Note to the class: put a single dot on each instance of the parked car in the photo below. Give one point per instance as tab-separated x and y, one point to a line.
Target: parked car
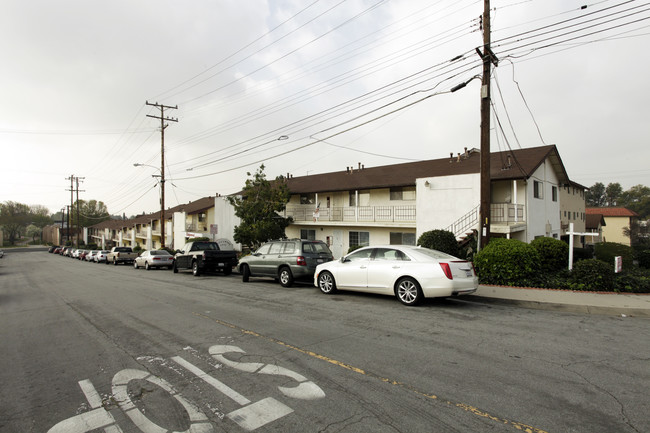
100	256
410	273
205	256
285	260
154	259
121	255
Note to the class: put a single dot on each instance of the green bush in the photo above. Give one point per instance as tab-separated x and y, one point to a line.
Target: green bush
554	253
507	262
633	281
606	251
441	240
643	258
583	253
593	275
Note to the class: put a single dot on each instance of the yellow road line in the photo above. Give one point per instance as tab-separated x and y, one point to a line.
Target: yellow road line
467	408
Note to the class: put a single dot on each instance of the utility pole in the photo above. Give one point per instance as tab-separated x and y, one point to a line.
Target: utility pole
162	162
78	224
488	58
71	179
62	220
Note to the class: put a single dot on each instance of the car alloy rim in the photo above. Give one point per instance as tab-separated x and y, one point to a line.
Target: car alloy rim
407	291
325	283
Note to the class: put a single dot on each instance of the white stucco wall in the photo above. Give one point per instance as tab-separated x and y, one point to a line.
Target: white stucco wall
543	214
442	200
226	220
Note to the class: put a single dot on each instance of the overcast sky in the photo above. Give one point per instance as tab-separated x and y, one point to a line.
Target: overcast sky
348	82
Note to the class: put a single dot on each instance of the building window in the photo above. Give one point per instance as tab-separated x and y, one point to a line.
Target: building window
538	191
307	198
402	193
308	234
361	239
402	238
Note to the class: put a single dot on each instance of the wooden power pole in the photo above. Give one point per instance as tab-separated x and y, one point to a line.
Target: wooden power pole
488	58
162	162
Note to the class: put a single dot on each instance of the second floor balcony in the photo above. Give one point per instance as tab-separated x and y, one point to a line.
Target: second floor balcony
369	214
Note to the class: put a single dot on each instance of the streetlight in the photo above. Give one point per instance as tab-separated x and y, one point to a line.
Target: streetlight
162	200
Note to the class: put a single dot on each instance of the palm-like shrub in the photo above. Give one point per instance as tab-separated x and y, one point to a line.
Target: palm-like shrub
507	262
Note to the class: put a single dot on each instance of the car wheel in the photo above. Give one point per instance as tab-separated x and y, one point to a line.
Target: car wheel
245	273
326	283
408	291
286	277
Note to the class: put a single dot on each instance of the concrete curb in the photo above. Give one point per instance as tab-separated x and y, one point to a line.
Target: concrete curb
605	303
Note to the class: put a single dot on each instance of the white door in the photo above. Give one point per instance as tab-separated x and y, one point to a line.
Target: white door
337	244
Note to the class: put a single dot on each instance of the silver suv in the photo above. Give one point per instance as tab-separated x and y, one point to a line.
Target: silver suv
285	260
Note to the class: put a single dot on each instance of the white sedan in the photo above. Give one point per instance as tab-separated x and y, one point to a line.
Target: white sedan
408	272
154	259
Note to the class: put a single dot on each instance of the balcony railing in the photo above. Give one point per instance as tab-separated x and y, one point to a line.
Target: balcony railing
196	227
353	214
507	213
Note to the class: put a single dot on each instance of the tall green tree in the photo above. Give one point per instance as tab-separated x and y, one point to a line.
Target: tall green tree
14	217
91	212
637	198
258	207
40	216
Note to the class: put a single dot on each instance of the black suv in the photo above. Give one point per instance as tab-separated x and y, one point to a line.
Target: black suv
285	260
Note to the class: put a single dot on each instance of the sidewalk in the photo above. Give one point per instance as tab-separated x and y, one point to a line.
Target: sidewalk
613	304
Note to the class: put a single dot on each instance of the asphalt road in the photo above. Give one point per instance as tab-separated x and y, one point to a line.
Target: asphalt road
89	347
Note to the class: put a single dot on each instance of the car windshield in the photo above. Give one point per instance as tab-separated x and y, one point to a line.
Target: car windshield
205	246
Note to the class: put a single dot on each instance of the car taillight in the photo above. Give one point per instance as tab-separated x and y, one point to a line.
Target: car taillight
447	270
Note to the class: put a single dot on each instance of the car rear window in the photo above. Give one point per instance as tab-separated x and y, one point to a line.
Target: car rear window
289	248
315	247
434	254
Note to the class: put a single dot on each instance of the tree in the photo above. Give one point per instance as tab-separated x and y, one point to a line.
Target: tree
40	216
596	195
91	212
14	217
637	199
613	193
258	207
34	232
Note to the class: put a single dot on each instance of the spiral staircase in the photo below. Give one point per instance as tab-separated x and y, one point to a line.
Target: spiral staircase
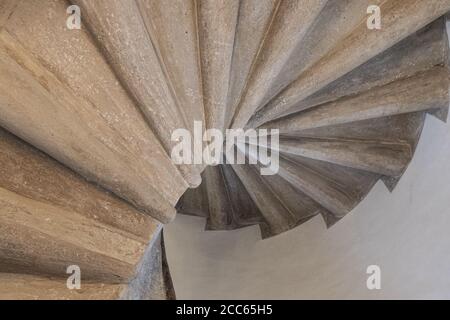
87	117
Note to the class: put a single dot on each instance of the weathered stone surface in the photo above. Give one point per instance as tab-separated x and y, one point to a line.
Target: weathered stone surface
400	19
104	101
118	27
59	94
292	21
424	91
28	287
52	218
216	27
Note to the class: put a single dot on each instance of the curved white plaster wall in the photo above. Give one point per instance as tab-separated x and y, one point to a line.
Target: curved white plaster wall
406	233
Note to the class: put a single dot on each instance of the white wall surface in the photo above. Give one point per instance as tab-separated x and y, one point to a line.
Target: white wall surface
406	233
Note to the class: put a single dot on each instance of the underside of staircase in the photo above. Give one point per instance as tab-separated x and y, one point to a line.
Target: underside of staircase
87	117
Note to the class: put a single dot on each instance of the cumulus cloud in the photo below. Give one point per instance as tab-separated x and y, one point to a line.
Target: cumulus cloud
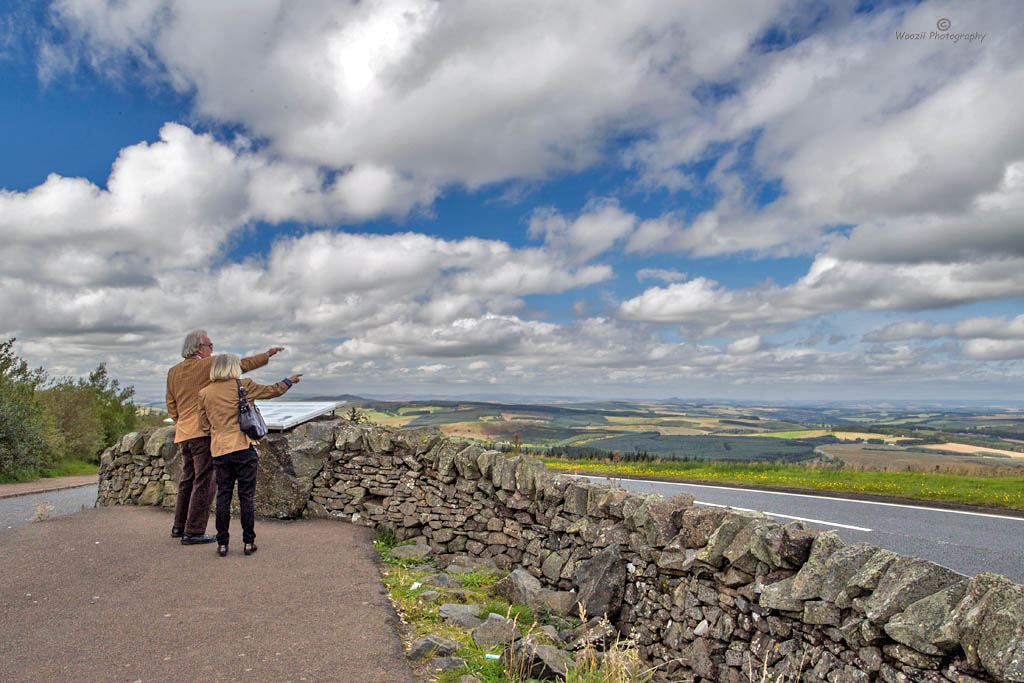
904	191
664	274
993	349
467	92
706	308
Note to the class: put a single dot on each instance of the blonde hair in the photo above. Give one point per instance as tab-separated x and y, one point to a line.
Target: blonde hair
225	367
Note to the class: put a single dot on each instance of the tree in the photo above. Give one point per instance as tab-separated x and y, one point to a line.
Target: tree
75	412
28	438
117	412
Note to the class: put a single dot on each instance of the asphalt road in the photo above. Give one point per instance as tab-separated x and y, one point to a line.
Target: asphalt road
20	510
966	542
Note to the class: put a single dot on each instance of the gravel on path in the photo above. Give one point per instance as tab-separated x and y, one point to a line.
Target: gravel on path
107	595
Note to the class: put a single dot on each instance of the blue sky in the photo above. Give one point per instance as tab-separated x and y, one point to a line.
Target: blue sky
699	200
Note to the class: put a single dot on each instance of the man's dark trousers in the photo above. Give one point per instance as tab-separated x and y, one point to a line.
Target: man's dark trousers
196	489
239	466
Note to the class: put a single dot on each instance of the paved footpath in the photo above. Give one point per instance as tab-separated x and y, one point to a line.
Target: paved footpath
103	595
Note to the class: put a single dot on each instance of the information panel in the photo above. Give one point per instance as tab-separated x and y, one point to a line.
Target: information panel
281	415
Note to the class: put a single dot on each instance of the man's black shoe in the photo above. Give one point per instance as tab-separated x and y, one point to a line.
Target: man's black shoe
196	539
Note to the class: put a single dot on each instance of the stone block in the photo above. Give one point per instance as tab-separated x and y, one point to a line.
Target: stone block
906	581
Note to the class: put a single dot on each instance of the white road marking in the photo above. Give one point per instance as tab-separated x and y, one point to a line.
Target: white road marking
819	498
779	514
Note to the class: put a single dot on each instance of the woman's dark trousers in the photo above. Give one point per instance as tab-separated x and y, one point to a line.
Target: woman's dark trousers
238	466
192	511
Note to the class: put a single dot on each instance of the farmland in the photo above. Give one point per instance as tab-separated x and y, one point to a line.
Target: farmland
884	440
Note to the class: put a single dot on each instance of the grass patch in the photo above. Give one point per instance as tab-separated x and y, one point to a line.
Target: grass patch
477	579
70	468
421	617
990	492
62	468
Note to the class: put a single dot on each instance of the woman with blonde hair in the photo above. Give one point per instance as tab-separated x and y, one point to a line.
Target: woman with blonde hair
233	452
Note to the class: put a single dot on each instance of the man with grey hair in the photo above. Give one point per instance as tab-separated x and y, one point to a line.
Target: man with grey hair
196	489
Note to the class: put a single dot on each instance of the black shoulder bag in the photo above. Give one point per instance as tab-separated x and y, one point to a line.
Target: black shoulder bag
250	419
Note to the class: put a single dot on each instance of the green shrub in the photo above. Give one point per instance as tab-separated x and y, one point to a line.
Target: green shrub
28	439
45	421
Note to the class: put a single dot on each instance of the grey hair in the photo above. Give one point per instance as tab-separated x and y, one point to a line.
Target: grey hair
225	367
193	341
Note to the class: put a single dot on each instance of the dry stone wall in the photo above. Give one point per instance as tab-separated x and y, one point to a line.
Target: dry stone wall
710	594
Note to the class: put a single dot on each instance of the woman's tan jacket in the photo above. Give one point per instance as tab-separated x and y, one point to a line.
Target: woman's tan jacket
218	412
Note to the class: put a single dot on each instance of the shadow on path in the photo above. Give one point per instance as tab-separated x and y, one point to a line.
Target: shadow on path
107	595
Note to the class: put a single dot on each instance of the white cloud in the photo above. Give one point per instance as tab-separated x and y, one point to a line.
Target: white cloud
909	330
598	226
664	274
993	349
706	308
744	345
460	91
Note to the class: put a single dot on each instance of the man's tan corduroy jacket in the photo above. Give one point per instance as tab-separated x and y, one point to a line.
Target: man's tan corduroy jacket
183	384
218	412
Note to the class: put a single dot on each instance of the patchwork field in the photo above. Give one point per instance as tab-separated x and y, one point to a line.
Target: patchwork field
986	441
964	447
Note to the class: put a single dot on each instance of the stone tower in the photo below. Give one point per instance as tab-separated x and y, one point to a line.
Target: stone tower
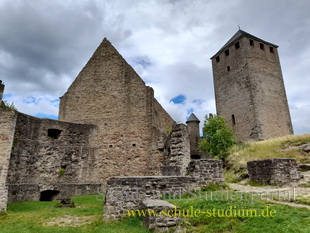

Problem description:
Put everything from the line containing "the stone tower" down to the end of the items into a numbered list, skipping blank lines and leaving out the pictures.

Written reply:
1. Note to the class: put a single dot on each instance of the stone tower in the photo below. Give one point per instance as tab-separated x and y, one point to a line.
2. Target: stone tower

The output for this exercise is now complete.